__WORK INSTRUCTION__: Line by line, repeat all the material exactly as it appears.
# # # # #
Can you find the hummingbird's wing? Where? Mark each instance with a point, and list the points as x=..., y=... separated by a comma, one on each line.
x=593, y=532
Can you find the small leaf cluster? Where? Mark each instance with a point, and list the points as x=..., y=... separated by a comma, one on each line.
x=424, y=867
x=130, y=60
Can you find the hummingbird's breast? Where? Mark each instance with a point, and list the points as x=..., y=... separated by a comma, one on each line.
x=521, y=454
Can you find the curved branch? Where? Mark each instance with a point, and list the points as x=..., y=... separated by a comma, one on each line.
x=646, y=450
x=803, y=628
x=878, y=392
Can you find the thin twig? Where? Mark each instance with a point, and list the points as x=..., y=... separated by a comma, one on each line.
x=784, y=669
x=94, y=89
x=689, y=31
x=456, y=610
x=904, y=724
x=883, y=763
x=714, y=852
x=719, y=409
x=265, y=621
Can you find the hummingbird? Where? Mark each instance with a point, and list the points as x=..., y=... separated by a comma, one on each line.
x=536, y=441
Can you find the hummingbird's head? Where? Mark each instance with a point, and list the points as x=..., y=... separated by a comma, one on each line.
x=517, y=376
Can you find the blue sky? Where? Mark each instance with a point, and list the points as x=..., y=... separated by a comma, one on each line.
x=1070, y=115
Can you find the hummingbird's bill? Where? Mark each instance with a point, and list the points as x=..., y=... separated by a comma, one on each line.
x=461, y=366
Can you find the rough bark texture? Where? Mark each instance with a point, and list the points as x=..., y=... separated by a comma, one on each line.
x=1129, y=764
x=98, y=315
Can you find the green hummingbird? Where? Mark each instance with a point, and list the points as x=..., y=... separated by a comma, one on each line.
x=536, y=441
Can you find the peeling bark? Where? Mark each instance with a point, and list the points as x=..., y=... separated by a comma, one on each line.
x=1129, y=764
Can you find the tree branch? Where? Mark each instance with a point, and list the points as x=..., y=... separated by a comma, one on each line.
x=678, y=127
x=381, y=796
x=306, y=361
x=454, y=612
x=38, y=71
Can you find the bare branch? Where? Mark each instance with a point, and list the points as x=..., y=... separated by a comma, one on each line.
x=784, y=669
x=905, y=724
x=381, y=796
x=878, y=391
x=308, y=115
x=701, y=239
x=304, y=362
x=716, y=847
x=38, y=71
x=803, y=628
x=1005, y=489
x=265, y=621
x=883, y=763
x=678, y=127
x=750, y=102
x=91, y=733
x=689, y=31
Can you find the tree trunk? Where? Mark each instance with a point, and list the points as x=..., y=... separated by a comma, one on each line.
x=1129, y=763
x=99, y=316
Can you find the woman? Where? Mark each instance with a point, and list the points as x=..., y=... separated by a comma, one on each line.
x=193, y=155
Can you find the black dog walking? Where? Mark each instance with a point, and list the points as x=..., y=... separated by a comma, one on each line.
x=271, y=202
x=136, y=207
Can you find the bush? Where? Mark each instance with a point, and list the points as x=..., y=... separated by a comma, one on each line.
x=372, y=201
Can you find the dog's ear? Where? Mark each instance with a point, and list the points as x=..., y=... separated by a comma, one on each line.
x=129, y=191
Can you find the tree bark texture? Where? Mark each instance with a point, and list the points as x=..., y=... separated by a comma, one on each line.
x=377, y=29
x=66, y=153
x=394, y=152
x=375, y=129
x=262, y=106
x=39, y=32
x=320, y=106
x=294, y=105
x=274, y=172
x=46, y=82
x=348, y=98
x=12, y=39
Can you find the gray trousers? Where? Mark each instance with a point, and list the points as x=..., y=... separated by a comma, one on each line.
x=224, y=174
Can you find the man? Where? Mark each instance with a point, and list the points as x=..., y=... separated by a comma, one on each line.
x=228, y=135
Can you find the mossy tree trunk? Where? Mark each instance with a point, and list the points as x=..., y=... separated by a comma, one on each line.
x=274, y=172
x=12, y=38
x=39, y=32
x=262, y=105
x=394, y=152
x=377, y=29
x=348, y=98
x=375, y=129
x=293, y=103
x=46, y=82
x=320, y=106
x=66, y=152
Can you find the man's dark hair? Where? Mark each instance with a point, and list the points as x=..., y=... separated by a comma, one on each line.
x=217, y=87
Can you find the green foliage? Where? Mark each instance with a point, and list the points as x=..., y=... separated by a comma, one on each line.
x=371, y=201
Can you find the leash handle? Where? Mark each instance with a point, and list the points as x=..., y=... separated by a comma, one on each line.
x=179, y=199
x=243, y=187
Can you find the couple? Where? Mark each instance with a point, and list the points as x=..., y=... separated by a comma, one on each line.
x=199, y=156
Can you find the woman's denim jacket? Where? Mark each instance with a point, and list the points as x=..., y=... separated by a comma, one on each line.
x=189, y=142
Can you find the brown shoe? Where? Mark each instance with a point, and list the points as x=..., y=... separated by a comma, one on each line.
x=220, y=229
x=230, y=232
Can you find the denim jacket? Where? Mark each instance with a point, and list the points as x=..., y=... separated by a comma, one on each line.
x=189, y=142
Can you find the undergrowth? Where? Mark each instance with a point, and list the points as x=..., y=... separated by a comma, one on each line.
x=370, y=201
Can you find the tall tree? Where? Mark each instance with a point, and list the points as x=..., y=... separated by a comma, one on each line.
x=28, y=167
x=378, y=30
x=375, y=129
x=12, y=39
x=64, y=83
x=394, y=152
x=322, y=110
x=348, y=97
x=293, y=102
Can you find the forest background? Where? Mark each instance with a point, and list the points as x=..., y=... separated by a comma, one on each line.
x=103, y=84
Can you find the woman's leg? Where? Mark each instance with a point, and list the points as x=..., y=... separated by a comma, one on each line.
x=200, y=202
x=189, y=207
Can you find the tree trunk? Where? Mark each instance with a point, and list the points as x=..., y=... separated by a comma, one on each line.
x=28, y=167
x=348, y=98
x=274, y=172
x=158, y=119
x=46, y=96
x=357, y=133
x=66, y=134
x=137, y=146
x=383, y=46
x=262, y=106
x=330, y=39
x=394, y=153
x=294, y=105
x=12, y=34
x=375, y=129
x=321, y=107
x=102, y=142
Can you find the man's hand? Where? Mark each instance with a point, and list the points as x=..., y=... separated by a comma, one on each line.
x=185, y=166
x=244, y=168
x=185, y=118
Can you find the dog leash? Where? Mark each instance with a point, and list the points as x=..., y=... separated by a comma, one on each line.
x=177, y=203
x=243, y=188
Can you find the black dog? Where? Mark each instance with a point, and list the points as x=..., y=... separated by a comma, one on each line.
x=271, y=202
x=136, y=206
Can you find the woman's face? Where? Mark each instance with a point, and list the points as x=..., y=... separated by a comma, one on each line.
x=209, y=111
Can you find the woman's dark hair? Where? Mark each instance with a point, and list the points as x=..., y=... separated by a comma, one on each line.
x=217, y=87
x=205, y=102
# # # # #
__RESPONSE__:
Can you find the hummingbird's wing? Where? Mark each instance with a point, and list the points as x=..., y=... separated by a comma, one on each line.
x=593, y=532
Can you find the small leaf cluster? Where? Mark each instance with a point, and list the points as x=..., y=... separated by a comma, one on each line.
x=424, y=867
x=130, y=60
Can you find the hummingbird's breast? Where? Mark each instance with a point, and list the points as x=..., y=... separated by a comma, one on each line.
x=521, y=454
Can you find the curved branch? Where? Mark each instance with a point, and list the points as x=..., y=... separated by a comma, one on each line.
x=646, y=450
x=803, y=628
x=878, y=392
Can you find the thin twig? Where? Mark each instance with a point, and list the points as x=..., y=... separated by a comma, one on each line.
x=784, y=669
x=94, y=89
x=689, y=31
x=456, y=610
x=904, y=724
x=883, y=763
x=714, y=852
x=719, y=409
x=265, y=621
Can you find the hummingbird? Where? Mark each instance with a point, and list the points as x=..., y=... separated by a comma, one on each line.
x=536, y=441
Can you find the hummingbird's head? Where? Mark each instance with a point, and list the points as x=..., y=... separated by a comma, one on each line.
x=517, y=376
Can you find the blue sky? Where? Mark each instance with a point, and list the points as x=..., y=... separated by a comma, one on each line.
x=1070, y=115
Can you find the hummingbird's bill? Where? Mark each instance with a point, and list the points as x=..., y=... separated by a comma, one on each line.
x=461, y=366
Can you find the rough bark texture? Where? Mark each instance with a point, and list the points as x=..., y=... separated by a comma, one on each line.
x=1129, y=764
x=98, y=315
Can you find the green hummingbird? Where? Mark each instance with a point, and list the points as x=..., y=... separated by a comma, one on each line.
x=536, y=441
Can you find the peeling bark? Where? Mark each instance with a point, and list the points as x=..., y=... separated by a comma, one on each line.
x=1129, y=764
Can you find the tree branch? Where? Mark each instance with a point, and list the points as x=..., y=... separated by a comma, one on each line.
x=678, y=127
x=381, y=796
x=306, y=361
x=454, y=612
x=38, y=71
Can you find the bare branch? Where? Mark each instance with a point, and list the points as x=..., y=... separated by a comma, one on each line.
x=784, y=669
x=905, y=724
x=381, y=796
x=878, y=391
x=308, y=115
x=701, y=239
x=304, y=362
x=716, y=847
x=38, y=71
x=803, y=628
x=1005, y=489
x=265, y=621
x=883, y=763
x=678, y=127
x=750, y=102
x=91, y=733
x=689, y=31
Can you find the tree trunk? Where? Mark each instance with a point, and list the points as x=..., y=... separated by a comma, one on each line.
x=1129, y=763
x=99, y=316
Can you find the woman? Where? Mark each instance with a point, and list the points as x=..., y=... separated by a comma, one on each line.
x=193, y=155
Can you find the black dog walking? Where? Mark each instance with a point, and list the points as x=..., y=... separated by a comma, one on each line.
x=271, y=202
x=136, y=207
Can you find the bush? Where? Mark each instance with a point, and list the points as x=..., y=... separated by a comma, one on each line.
x=372, y=201
Can you find the dog's ear? Where? Mark each instance with a point, and list the points as x=..., y=... separated by a comma, one on each line.
x=129, y=191
Can you find the tree bark texture? Where? Mark each instance with a point, and list the points as x=..., y=... separated by a comma, one on each line.
x=377, y=29
x=66, y=153
x=394, y=152
x=375, y=129
x=262, y=106
x=39, y=32
x=320, y=106
x=294, y=105
x=274, y=172
x=46, y=82
x=348, y=98
x=12, y=39
Can you find the gray trousers? Where? Mark each instance with a point, and list the points as x=..., y=... separated by a comma, one on each line.
x=224, y=174
Can you find the man? Where? Mark each instance with a point, and list the points as x=..., y=... separated by a comma, one on each line.
x=228, y=135
Can you find the mossy tree trunk? Where? Mark each instance with a point, and list the points as x=..., y=... separated by a comma, one on each line.
x=274, y=172
x=12, y=38
x=39, y=32
x=262, y=105
x=394, y=152
x=377, y=29
x=348, y=98
x=375, y=129
x=293, y=103
x=46, y=82
x=320, y=106
x=66, y=152
Can you find the man's dark hair? Where? Mark each instance with a point, and list the points as x=..., y=... separated by a comma, one on each line.
x=217, y=87
Can you find the green foliage? Where? Mark each instance with a point, and list the points as x=..., y=... separated by a comma, one on each line.
x=371, y=201
Can you find the leash handle? Where? Mark each instance with a point, and list the points as x=..., y=... separated by a comma, one on each line.
x=179, y=199
x=243, y=187
Can you find the couple? Where? Mark each instance with a point, and list the points as x=..., y=... separated by a comma, one on each line.
x=199, y=156
Can you find the woman's denim jacket? Where? Mark each instance with a point, and list the points as x=..., y=... separated by a comma, one on each line.
x=189, y=142
Can you find the brown shoe? Where? Mark each instance with a point, and list the points as x=..., y=... separated by a comma, one on each line.
x=220, y=229
x=230, y=232
Can you find the denim jacket? Where? Mark each instance with a point, and list the points as x=..., y=... separated by a comma, one on each line.
x=189, y=142
Can you find the undergrowth? Where? Mark each instance with a point, and list the points as x=..., y=... separated by a comma, one on each line.
x=370, y=201
Can you find the tall tree? Where? Mark each instance with a point, and list the points as x=..., y=... separated by a comma, one on each line.
x=28, y=167
x=378, y=30
x=375, y=129
x=12, y=39
x=64, y=83
x=394, y=152
x=322, y=110
x=348, y=97
x=293, y=102
Can you find the forest background? Where? Mark each instance with a point, and list the points as x=..., y=... separated by a comma, one on each line.
x=103, y=84
Can you find the woman's leg? Where? Mark each instance with a point, and list the points as x=..., y=... separated by a comma, one on each line.
x=200, y=202
x=189, y=207
Can you find the tree trunk? Where? Mark each instance with a point, and list the points as x=..., y=... separated by a comma, one on each line.
x=28, y=167
x=348, y=98
x=274, y=172
x=158, y=119
x=46, y=96
x=357, y=133
x=66, y=134
x=137, y=146
x=383, y=46
x=262, y=106
x=330, y=39
x=394, y=153
x=294, y=105
x=12, y=34
x=375, y=129
x=321, y=107
x=102, y=142
Can you find the man's hand? Where? Mark each instance with a point, and list the points as x=..., y=... separated by a comma, one on each line.
x=185, y=166
x=244, y=168
x=185, y=118
Can you find the dog leash? Where? Mark each instance with a point, and list the points as x=..., y=... separated by a comma, one on each line.
x=177, y=203
x=243, y=188
Can you find the black dog? Where? Mark each instance with a point, and list the points as x=..., y=... separated by a comma, one on each line.
x=271, y=202
x=136, y=206
Can you find the woman's face? Where? Mark each instance with a point, and list the points as x=..., y=... separated by a comma, one on each line.
x=209, y=111
Can you find the woman's dark hair? Where? Mark each instance with a point, and list the points as x=..., y=... separated by a comma, one on each line.
x=217, y=87
x=205, y=102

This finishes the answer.